Rewrite the material from the line that has "For the scouting tally, point out every instance of the blonde" through the line that has "gray wall with a single pin per instance.", requests included. Offset each point coordinate in the answers by adding 66 to every number.

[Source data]
* * * * * * * * *

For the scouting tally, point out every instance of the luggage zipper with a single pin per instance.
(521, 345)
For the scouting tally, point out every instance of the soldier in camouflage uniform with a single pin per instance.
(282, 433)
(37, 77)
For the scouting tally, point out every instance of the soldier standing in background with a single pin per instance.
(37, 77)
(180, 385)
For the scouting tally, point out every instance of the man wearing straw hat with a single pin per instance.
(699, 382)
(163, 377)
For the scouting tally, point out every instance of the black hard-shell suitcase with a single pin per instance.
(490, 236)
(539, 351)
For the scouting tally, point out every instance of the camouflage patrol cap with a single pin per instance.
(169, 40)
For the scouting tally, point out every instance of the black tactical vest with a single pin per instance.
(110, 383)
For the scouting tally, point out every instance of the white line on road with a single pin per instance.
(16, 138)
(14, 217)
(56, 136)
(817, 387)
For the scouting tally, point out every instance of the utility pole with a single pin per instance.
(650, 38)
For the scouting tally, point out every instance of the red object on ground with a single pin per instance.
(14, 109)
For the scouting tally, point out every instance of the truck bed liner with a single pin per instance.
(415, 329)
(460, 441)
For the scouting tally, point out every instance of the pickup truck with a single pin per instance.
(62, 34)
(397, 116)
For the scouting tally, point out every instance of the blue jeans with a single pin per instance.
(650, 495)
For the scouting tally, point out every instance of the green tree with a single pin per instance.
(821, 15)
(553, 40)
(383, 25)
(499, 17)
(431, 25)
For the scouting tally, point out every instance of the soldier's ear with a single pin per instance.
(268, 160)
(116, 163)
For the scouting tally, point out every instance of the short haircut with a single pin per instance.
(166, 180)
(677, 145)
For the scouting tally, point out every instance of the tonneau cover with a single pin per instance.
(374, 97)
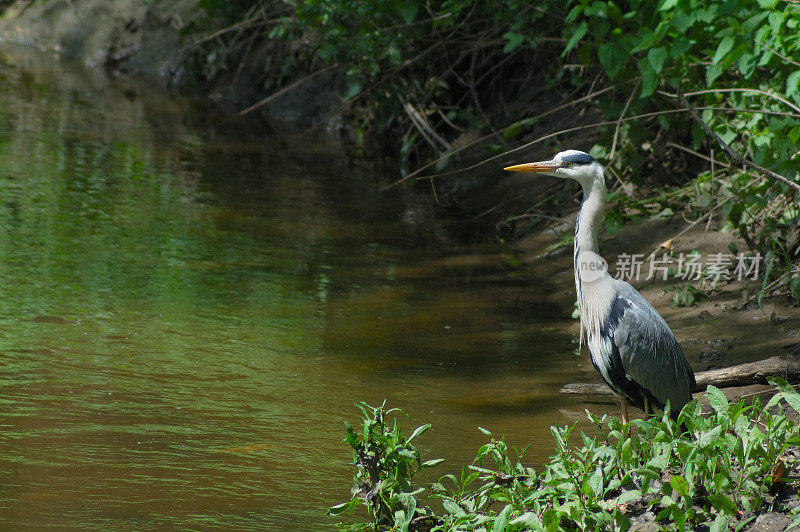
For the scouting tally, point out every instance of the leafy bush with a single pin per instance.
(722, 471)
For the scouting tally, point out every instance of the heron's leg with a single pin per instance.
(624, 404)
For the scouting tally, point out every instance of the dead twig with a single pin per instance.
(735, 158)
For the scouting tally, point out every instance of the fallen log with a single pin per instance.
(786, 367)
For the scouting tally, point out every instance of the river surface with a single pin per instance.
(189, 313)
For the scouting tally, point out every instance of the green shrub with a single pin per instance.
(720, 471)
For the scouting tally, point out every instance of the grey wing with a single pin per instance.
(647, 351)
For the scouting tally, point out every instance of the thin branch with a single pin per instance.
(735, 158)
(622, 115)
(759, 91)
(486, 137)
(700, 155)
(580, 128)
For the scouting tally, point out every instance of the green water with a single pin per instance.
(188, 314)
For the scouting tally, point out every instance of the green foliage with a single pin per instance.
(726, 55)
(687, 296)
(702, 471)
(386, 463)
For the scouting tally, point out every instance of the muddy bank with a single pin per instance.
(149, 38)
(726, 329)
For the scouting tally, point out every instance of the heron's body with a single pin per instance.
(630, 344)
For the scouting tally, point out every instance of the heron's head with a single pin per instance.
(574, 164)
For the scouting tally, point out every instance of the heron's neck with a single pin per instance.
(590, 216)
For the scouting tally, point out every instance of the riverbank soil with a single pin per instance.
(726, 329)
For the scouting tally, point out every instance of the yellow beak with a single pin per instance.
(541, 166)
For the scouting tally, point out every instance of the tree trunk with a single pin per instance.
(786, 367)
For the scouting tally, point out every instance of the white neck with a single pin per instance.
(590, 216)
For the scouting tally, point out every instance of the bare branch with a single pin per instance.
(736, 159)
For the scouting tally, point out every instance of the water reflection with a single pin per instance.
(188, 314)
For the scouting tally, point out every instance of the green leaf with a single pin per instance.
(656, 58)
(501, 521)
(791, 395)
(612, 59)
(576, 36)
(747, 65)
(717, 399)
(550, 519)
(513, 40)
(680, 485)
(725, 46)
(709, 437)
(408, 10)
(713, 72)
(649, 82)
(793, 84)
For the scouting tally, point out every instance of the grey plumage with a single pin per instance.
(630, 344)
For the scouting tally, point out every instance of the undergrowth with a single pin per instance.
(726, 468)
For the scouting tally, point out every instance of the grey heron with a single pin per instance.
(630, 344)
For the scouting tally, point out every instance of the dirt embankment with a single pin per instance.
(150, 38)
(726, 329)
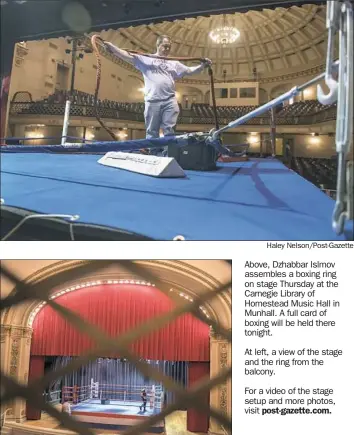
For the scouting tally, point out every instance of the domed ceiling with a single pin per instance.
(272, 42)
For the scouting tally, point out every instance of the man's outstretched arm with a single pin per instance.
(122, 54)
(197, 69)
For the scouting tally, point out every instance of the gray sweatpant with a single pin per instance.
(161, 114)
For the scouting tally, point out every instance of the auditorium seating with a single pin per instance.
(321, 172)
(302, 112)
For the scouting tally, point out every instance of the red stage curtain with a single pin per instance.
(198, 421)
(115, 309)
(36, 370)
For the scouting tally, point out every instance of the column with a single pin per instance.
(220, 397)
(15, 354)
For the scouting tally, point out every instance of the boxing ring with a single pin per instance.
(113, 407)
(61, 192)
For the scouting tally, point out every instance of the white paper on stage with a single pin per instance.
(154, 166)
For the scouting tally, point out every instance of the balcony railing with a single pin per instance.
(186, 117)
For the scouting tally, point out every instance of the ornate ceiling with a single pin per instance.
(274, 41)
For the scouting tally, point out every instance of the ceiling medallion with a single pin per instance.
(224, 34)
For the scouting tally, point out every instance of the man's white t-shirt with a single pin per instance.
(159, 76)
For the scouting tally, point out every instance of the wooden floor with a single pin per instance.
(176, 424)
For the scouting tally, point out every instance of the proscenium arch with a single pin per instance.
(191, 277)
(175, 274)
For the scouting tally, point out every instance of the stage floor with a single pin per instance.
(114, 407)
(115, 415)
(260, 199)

* * * * * * * * *

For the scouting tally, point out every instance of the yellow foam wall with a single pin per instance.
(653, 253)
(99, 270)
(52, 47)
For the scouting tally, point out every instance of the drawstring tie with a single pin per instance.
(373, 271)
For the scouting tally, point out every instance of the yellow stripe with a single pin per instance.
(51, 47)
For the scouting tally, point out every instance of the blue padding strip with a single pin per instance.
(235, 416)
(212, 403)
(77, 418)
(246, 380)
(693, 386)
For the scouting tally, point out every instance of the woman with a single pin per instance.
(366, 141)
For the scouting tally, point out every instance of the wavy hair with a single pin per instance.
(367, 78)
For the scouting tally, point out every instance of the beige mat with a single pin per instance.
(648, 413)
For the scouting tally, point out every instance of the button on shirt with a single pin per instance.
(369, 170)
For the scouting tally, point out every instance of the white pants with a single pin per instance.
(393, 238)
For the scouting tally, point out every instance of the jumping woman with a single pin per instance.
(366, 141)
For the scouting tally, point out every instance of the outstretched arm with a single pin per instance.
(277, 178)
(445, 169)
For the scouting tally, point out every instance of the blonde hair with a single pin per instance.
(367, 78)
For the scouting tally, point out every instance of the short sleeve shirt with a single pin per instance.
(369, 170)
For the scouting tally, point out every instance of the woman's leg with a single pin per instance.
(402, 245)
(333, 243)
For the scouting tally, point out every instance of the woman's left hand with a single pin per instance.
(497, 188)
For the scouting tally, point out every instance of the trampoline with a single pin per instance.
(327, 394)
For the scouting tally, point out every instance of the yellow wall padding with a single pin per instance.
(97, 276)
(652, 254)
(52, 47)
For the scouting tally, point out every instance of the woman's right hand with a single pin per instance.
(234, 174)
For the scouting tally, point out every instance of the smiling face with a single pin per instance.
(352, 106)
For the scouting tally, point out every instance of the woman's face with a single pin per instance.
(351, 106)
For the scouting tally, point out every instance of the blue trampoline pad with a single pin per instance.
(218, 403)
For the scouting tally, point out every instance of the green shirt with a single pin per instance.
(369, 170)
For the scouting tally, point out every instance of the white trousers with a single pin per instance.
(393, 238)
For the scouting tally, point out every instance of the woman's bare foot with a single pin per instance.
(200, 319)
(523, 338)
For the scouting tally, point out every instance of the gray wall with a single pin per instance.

* * * * * * * * *

§ CORRECT RESULT:
For the scouting tally, point out every instance of the blonde hair with a single pin per instance.
(433, 144)
For the scouting tally, point out every instance of the short sleeve shirt with a single pin per instance.
(435, 236)
For the scouting tally, point out every instance of the woman's leg with a single pin per instance.
(468, 311)
(399, 309)
For the scouting tally, point out every instance of the woman's left hand with a single pin per instance.
(563, 254)
For the scouting tally, point out every instance of the trampoline with a single pin per instance.
(393, 460)
For the scouting tally, point out every instance of the yellow wall padding with a single pin per instance.
(163, 342)
(718, 320)
(118, 113)
For the scouting tally, point out every instance of the woman's right hand with a single pin per instance.
(300, 240)
For the scouting tally, point out every instance of the smiling face with a single pin per instance.
(418, 172)
For the scouting tally, point out every instance of the woman's face with a single pin per instance.
(417, 172)
For the scouting tally, point out every instance of the blue trampoline pad with a single pin per instance.
(284, 469)
For the scouting tally, point out every instance of the green shirt with a single pin per instance.
(435, 236)
For the scouting tally, point out every instance of the white trousers with a single pin per instance.
(459, 304)
For the scouting tally, point out every instance of the woman's bare foot with a single pin per instance.
(266, 385)
(589, 404)
For the scouting tally, point out every instance of the gray wall with a single pin per instance.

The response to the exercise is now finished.